● **Short task a**
Answer these questions about the passage on fuel spraying from a parked airplane's wing:
(i) What part of the wing is the fuel coming out of?
(ii) What does the writer open to confirm the first suspicion about the cause?
(iii) What were people wearing when the airplane was fueled the night before?

I walk towards my airplane on the ramp and I can see that it is pissing fuel out of the left wing, a steady stream, not a drip but a spray like it's pressurized. I remember the wide-eyed horror I felt the first time I saw fuel streaming out of a parked airplane. Today my feeling is just, "Hmm, this had better not be something bad." I could write a long blog post on various reasons that fuel has dripped, flowed or sprayed out of my parked airplane. I duck under the wing to look at the source. It's coming out of a vent. The vent is recessed so that incident air doesn't pressurize it, but it still faces forward so the stream spurts out in front of the wing. There's no visible damage. To confirm my first suspicion about the cause, I open the fuel cap for that tank. The tank is completely full and some fuel flows out of the filler neck onto the top of the wing. Suspicion confirmed.
This airplane was fuelled last night while we were wearing sweaters and jackets on a rainy, overcast day. Now I'm wearing a t-shirt, and the angle of the sun over the hangar puts the left wing in bright sunlight. The fuel is expanding inside the wing and being forced out the vent. It's perfectly normal. That's one of the reasons the vent is there. (The other reason is so that as fuel is burned, air can get in to replace the volume so that the fuel will continue to flow).

(Pointing rows)
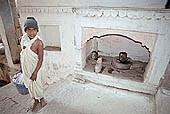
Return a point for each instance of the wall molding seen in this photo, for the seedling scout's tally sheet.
(134, 14)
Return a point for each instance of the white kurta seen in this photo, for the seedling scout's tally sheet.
(29, 60)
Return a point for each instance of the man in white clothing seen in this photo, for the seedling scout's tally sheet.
(31, 61)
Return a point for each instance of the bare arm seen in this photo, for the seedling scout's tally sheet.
(40, 54)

● **Short task b**
Print the part of the rows that opens with the line containing "Return a point for each instance of the bare" and closes with the end of the rows, reproducing those lines verbatim.

● **Response a**
(i) A vent.
(ii) The fuel cap for that tank.
(iii) Sweaters and jackets.

● **Response b**
Return a point for each instance of the bare arm seen in this photo, for the seedling scout's tally sheet.
(40, 54)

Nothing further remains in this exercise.